My house is quiet. Richard is working late tonight. My kids are all sleeping and my house is put back together. I just sat down on the couch, opened my computer, and decided to look up a friend's blog. This friend is one of the wisest women I know. She only lived in Wisconsin for one year, but she became a good friend and I dream of living by her again one day. In her most recent post, which was just a few days ago, she wrote about how her life feels flat, not up or down, just existing. She went on to explain things she was thankful for. She ended her post with these words...
"If, like me, your life feels just a bit flat, I dare you to write about the things that make you happy, and I'd guess it won't feel nearly as flat as it did before you started."
So even though it is 10:16 pm, and I really should get to bed, I am taking her up on her dare.

Saved entries
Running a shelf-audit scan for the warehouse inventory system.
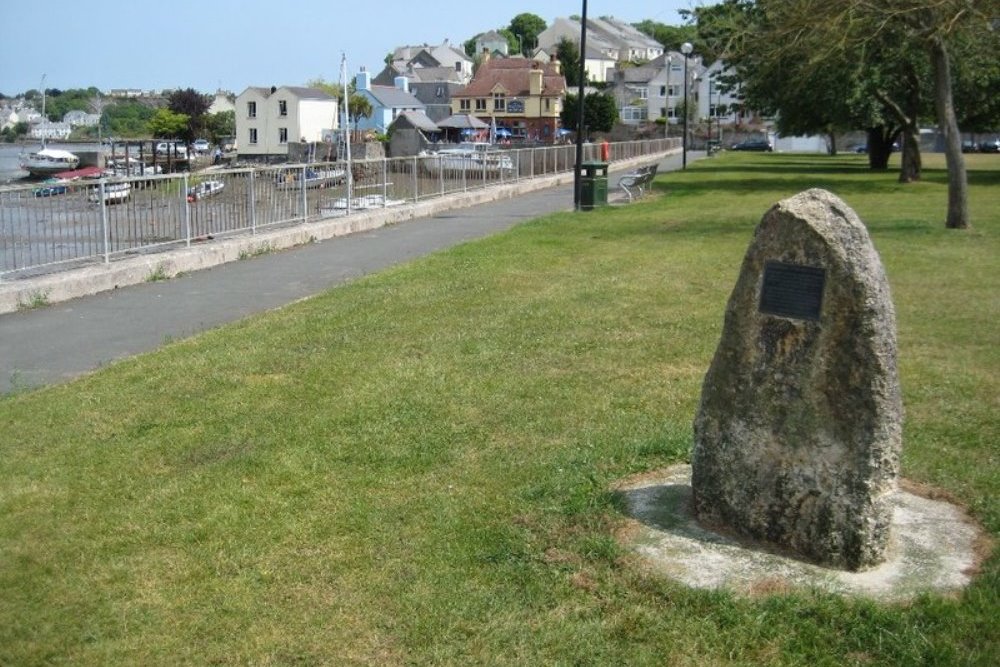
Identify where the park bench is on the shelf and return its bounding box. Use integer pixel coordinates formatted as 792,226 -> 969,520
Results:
618,163 -> 657,201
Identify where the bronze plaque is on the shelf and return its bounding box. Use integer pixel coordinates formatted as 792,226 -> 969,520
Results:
758,262 -> 826,320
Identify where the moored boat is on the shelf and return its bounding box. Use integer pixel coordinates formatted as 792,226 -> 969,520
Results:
423,142 -> 514,175
21,147 -> 80,178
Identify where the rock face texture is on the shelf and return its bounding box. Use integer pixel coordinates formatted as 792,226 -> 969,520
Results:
691,190 -> 902,570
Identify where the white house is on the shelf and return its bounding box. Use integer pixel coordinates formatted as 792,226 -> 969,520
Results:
236,86 -> 340,158
352,70 -> 427,133
28,121 -> 73,139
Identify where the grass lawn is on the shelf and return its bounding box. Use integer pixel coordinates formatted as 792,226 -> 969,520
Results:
0,154 -> 1000,666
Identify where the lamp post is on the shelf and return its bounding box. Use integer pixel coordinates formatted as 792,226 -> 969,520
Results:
681,42 -> 694,169
663,55 -> 670,139
573,0 -> 587,211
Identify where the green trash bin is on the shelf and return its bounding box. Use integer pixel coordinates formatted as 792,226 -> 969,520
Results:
580,162 -> 608,211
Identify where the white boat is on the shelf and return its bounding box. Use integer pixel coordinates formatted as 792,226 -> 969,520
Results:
423,142 -> 514,175
87,183 -> 132,204
188,181 -> 226,202
320,195 -> 406,217
278,167 -> 347,190
21,146 -> 80,177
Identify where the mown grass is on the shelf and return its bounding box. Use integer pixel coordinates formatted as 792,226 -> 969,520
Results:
0,154 -> 1000,666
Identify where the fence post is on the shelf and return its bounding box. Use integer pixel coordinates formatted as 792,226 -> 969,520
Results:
97,183 -> 111,264
302,165 -> 309,222
247,169 -> 257,236
181,172 -> 191,248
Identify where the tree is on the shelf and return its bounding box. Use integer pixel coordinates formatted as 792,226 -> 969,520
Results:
509,12 -> 546,56
696,0 -> 1000,228
556,37 -> 586,88
101,101 -> 156,139
149,109 -> 191,139
559,93 -> 618,134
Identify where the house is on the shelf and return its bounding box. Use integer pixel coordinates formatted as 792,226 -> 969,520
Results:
386,39 -> 472,85
63,109 -> 101,127
475,30 -> 510,56
372,65 -> 468,121
236,86 -> 339,159
587,16 -> 663,63
352,69 -> 426,134
451,53 -> 566,141
28,120 -> 73,139
612,51 -> 741,132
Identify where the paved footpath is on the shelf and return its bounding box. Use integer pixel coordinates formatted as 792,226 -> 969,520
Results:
0,153 -> 692,393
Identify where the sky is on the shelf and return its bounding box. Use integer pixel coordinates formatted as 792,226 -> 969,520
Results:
0,0 -> 714,96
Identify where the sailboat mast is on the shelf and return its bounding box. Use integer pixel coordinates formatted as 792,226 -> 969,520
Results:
340,53 -> 352,204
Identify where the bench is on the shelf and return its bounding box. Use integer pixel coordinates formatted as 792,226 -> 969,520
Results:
618,163 -> 658,201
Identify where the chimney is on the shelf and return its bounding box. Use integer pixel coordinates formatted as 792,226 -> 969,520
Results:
354,68 -> 372,90
528,66 -> 543,95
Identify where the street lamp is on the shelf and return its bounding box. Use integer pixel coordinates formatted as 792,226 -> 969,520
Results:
663,55 -> 670,139
681,42 -> 694,169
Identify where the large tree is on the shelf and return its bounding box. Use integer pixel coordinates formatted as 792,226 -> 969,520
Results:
167,88 -> 212,142
699,0 -> 1000,228
508,12 -> 546,56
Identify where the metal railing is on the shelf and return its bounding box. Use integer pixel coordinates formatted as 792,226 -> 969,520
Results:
0,139 -> 679,280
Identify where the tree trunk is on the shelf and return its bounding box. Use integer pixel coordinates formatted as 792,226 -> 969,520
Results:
931,37 -> 969,229
868,125 -> 896,171
899,122 -> 923,183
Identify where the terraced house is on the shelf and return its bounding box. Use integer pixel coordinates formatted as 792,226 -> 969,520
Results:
451,52 -> 566,141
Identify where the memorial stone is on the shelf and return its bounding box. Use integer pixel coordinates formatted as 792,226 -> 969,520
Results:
691,189 -> 902,570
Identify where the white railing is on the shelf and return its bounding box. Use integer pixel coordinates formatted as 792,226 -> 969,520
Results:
0,139 -> 679,280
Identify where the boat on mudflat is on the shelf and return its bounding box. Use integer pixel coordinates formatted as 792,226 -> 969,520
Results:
422,142 -> 514,175
21,146 -> 80,178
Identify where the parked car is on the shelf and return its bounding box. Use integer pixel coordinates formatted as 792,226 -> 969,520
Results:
979,139 -> 1000,153
733,139 -> 774,152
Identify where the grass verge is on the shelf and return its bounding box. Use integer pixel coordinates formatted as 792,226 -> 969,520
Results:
0,154 -> 1000,665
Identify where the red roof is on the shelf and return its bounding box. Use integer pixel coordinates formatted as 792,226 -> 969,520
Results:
452,58 -> 566,97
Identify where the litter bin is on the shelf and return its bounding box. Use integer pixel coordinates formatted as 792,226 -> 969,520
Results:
580,162 -> 608,211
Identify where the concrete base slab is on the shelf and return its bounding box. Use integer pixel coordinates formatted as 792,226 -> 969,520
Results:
616,465 -> 988,601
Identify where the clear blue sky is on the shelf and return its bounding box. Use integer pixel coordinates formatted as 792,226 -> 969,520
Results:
0,0 -> 714,96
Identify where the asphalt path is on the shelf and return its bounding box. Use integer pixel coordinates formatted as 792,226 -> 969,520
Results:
0,153 -> 692,393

What you will do:
Translate this sentence from the blog post above into Spanish: "She only lived in Wisconsin for one year, but she became a good friend and I dream of living by her again one day."

Exercise answer:
Solo vivió en Wisconsin un año, pero se convirtió en una buena amiga y sueño con volver a vivir cerca de ella algún día.